#### EXERCISE DETAILS:
Copy out the lines from the one holding "and orange tassel" through the one holding "265,167 -> 279,195", inclusive, with the requests included. Shift every coordinate in the answers up by 48, and leave the numbers in the requests and their samples unchanged.

#### PROVIDED INFORMATION:

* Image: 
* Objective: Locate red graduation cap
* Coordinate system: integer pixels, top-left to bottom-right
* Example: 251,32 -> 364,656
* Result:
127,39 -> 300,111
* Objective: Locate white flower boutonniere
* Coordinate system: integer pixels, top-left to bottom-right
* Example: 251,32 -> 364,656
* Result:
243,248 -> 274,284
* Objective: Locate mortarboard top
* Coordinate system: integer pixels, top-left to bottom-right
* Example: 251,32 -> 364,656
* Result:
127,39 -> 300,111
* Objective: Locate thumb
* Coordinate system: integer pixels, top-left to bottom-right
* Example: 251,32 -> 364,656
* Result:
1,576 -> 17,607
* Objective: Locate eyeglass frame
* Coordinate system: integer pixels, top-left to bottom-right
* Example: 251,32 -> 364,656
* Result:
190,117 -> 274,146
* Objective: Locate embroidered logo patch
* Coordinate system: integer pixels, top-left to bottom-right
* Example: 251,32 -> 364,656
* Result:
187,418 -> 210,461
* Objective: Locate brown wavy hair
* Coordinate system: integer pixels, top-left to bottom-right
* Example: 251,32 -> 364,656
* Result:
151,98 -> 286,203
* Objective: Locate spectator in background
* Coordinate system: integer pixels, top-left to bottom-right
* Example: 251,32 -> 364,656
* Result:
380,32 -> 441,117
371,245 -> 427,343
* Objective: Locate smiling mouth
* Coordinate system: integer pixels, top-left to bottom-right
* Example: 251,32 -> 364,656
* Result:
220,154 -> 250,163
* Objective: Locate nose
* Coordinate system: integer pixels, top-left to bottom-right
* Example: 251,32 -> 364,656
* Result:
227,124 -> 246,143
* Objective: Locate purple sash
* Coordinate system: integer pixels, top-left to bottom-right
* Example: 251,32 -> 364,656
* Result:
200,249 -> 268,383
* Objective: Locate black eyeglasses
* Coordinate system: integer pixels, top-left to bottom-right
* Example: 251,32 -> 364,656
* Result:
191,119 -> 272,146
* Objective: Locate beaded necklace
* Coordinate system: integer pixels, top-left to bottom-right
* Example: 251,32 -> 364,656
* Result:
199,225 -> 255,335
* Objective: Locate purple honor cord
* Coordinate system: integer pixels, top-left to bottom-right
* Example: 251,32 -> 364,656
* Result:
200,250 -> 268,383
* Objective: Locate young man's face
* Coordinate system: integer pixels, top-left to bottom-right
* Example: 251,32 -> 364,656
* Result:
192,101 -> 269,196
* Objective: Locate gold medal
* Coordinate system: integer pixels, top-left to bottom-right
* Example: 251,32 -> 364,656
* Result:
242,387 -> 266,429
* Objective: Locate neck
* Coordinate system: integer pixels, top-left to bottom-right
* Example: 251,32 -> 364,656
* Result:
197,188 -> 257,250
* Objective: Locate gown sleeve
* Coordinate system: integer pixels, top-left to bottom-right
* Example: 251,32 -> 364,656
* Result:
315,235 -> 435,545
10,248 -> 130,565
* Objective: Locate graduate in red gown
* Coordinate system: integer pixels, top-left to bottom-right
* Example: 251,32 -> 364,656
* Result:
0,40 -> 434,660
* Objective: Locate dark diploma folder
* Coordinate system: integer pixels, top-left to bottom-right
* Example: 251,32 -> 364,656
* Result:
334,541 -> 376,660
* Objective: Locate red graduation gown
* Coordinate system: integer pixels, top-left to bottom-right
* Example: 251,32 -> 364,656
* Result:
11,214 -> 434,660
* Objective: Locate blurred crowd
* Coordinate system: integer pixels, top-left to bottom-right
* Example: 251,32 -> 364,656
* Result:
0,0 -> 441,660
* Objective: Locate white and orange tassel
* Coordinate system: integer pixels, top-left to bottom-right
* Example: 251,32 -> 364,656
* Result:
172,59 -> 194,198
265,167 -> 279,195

* * *

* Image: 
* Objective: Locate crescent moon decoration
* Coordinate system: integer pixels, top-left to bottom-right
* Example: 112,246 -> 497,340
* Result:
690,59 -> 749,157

#### SOLUTION TO THIS EXERCISE:
* Objective: Locate white and orange tassel
* Coordinate system: integer pixels, top-left to bottom-right
* Example: 251,32 -> 364,656
* Result:
220,107 -> 242,246
313,215 -> 327,243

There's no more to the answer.